'''
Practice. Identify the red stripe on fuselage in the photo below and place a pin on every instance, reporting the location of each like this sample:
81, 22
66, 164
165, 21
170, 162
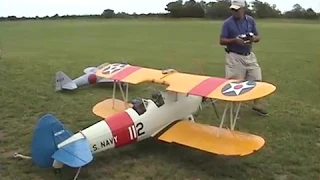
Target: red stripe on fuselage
125, 72
122, 127
207, 86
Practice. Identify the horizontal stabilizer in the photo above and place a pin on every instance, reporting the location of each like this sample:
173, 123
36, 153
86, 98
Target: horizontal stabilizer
75, 154
64, 82
212, 139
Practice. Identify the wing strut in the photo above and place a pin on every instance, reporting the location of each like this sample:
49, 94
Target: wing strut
233, 117
124, 96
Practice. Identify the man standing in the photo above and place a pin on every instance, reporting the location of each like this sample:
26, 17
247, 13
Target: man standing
241, 62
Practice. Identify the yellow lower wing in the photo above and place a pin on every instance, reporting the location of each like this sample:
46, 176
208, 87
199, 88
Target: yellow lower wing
206, 138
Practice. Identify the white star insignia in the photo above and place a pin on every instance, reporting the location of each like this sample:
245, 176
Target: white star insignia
238, 87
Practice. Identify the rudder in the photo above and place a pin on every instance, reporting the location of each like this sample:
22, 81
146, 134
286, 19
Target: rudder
49, 132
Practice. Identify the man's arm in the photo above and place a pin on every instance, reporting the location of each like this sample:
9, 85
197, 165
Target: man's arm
224, 36
224, 40
256, 37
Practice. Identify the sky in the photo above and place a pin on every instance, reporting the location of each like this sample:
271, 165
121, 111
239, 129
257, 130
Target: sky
32, 8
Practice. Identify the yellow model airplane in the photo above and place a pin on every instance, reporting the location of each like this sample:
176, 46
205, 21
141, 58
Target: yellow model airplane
168, 115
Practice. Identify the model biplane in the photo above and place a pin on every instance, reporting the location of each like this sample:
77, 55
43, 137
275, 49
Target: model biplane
64, 82
166, 116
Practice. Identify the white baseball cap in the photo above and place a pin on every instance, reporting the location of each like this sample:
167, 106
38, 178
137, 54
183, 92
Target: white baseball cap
237, 4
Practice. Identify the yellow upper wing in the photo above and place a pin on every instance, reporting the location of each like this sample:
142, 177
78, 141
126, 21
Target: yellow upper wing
206, 86
205, 138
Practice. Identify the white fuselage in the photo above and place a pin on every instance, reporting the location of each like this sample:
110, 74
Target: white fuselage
128, 126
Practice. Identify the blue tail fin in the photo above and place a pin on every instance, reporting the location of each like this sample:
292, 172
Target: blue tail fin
48, 134
75, 154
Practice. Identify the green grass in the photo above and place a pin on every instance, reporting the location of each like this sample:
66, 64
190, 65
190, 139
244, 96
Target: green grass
34, 50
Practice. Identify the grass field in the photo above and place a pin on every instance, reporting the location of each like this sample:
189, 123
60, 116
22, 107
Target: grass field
34, 50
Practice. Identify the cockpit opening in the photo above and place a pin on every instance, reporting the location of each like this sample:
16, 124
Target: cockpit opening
157, 99
140, 105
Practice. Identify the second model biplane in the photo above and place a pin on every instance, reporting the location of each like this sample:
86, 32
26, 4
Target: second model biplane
167, 116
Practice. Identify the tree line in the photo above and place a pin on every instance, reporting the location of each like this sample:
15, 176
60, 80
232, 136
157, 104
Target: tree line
200, 9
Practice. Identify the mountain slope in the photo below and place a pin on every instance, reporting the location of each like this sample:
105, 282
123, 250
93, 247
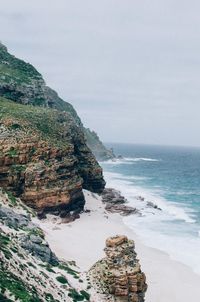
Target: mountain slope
22, 83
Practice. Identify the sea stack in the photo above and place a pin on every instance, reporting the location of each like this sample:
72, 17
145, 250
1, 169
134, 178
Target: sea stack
119, 275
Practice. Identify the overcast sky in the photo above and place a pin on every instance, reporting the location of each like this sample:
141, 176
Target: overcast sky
130, 68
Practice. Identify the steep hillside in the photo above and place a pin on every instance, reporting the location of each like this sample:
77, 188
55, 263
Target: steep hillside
22, 83
29, 270
44, 158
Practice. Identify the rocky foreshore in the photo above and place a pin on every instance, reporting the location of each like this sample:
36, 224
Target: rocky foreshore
116, 203
118, 276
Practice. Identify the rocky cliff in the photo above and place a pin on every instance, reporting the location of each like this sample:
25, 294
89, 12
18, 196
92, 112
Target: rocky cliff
29, 270
44, 157
22, 83
118, 277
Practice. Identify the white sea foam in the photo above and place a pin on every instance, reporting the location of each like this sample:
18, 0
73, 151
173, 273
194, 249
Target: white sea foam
128, 160
171, 230
131, 192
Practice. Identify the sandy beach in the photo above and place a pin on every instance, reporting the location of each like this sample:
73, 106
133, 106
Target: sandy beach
84, 239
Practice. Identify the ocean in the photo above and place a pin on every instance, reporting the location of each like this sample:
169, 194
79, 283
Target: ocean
170, 178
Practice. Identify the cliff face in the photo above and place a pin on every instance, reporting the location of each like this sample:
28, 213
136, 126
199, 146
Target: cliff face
29, 270
44, 157
22, 83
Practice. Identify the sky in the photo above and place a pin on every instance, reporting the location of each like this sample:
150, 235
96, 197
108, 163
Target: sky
130, 68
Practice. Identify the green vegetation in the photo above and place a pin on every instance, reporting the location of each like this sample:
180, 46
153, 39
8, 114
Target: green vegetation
12, 152
62, 280
12, 198
16, 69
50, 298
36, 120
16, 287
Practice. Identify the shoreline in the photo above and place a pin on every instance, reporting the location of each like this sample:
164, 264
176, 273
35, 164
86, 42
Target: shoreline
84, 239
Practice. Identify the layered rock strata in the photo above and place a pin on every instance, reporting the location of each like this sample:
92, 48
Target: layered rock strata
44, 159
119, 276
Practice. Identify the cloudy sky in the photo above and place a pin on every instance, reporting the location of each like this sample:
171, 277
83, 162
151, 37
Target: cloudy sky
130, 68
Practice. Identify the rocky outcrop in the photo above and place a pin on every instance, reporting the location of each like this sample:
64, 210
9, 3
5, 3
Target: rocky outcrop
119, 276
22, 83
44, 159
116, 203
29, 270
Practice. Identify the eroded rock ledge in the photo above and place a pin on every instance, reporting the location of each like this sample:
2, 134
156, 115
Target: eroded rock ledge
44, 159
118, 277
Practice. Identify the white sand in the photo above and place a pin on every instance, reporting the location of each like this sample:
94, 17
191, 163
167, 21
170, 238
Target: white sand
84, 240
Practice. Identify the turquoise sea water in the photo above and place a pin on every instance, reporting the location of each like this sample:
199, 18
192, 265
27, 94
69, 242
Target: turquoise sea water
170, 178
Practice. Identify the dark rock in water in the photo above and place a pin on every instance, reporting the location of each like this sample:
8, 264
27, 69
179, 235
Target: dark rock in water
115, 202
35, 245
112, 196
153, 205
121, 209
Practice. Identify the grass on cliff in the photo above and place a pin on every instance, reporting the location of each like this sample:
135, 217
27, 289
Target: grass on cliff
49, 123
14, 69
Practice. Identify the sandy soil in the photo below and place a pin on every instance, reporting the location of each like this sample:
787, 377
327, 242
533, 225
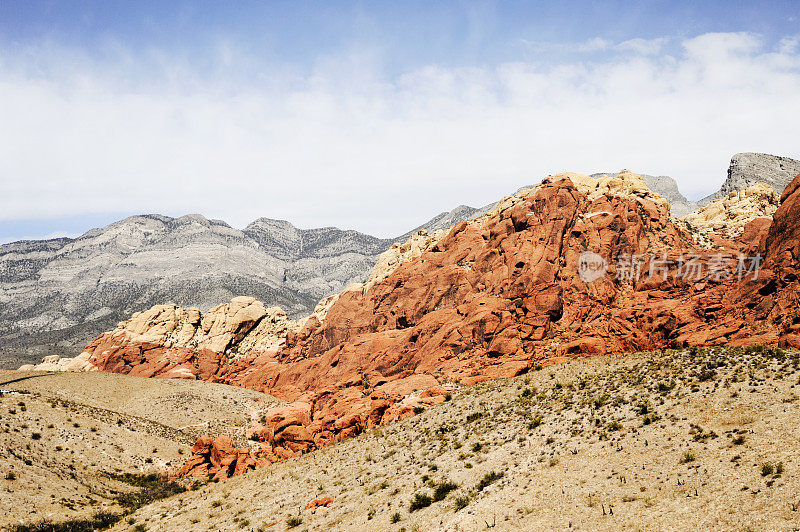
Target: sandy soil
675, 440
62, 434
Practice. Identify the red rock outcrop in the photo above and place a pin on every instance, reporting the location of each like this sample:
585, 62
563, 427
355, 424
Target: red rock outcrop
491, 299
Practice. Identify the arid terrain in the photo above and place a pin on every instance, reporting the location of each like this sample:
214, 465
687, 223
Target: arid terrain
666, 440
64, 437
476, 380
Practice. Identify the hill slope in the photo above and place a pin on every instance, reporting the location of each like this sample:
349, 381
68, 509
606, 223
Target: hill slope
672, 440
68, 440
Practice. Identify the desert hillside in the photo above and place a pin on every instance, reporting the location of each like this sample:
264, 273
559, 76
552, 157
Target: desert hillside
72, 445
701, 438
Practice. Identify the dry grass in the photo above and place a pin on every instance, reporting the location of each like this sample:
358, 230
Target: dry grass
64, 436
597, 444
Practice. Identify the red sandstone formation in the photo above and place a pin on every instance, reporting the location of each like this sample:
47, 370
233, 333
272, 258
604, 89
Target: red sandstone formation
491, 299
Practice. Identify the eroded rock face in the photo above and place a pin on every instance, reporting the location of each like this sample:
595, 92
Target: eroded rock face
746, 169
490, 299
727, 216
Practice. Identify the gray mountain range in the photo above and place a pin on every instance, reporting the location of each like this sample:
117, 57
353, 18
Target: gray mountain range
56, 295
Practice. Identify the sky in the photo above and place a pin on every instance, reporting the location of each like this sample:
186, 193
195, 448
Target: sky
373, 116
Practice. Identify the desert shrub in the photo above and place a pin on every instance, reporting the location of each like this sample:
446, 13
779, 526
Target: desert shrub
489, 478
461, 502
474, 416
152, 488
419, 501
442, 489
98, 521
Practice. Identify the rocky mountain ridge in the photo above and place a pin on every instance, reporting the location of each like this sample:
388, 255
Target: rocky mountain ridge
57, 295
488, 299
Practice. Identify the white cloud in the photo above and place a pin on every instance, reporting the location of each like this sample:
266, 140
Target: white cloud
350, 146
643, 46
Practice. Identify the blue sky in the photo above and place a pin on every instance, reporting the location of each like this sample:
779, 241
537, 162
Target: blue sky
372, 115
'''
- **Action item**
Looking at each line of the material above, tally those that hold the string "below" and give only the total.

- **Exercise result**
3